▸ TEXT PASSAGE
━━━━
On remand, the district court received new sentencing submissions from the parties and held a resentencing hearing. Rosario again did not argue that consideration of his future earning potential was improper under section 3014(a). The court ultimately reimposed its original sentence, including the $5,000 JVTA assessment. Tr. at 15–17.1
As to the JVTA assessment, the district court, citing decisions of our sister circuits, stated that a sentencing court “may consider both a defendant’s financial
situation and future earnings potential when making [the] indigency determination.” Id. at 6. The court then found Rosario to be “non-indigent” under section 3014(a). It considered Rosario’s health, outstanding debts and current assets, employment while incarcerated, “extensive prior work history,” and “transferable skills” in “basic plumbing, painting, flooring and tile work.” Id. at 7–12. The court also noted it was “mindful that [Rosario’s] felony convictions and sex-offender status will likely have an adverse effect on his employability,” but stated that Rosario could not “use that fact as a shield against paying the special assessment.” Id. at 12.
II. DISCUSSION
On appeal, Rosario again challenges the district court’s imposition of the JVTA assessment. This time, he argues that the district court (1) improperly considered his future earning capacity in finding him to be “non-indigent,” and (2) erred in imposing the assessment even if consideration of future earning capacity were proper. We reject both arguments.
━━━━
▸ LISTING

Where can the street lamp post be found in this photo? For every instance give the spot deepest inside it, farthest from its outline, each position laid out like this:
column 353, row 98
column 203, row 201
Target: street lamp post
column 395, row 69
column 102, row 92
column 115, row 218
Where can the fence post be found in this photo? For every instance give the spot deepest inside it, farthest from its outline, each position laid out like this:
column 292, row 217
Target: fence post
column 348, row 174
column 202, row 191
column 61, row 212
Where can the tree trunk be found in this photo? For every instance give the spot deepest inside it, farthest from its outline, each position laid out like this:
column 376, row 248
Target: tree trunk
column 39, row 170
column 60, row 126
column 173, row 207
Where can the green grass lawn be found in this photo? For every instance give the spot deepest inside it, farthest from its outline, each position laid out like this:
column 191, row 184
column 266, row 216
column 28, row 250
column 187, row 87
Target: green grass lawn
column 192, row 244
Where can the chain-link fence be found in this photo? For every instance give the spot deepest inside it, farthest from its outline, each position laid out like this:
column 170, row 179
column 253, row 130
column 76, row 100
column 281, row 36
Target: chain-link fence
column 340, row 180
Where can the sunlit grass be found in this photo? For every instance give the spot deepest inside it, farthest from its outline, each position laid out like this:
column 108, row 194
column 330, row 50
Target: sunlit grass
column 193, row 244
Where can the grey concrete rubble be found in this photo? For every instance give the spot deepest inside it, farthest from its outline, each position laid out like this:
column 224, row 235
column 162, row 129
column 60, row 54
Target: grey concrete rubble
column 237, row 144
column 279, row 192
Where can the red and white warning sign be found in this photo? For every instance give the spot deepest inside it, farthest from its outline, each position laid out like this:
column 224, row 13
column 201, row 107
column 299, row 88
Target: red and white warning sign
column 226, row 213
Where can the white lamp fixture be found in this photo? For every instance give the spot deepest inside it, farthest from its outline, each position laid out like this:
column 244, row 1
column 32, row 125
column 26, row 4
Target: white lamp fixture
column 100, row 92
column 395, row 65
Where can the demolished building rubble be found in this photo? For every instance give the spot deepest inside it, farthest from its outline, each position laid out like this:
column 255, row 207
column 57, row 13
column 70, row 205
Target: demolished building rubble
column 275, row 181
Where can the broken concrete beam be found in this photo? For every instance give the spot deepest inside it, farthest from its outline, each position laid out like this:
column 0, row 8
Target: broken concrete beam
━━━━
▸ TO BE DONE
In the resentencing passage, what dollar amount was the JVTA assessment that the district court reimposed? The entries were taken from a different source than the text.

▸ COMPLETE OUTPUT
$5,000.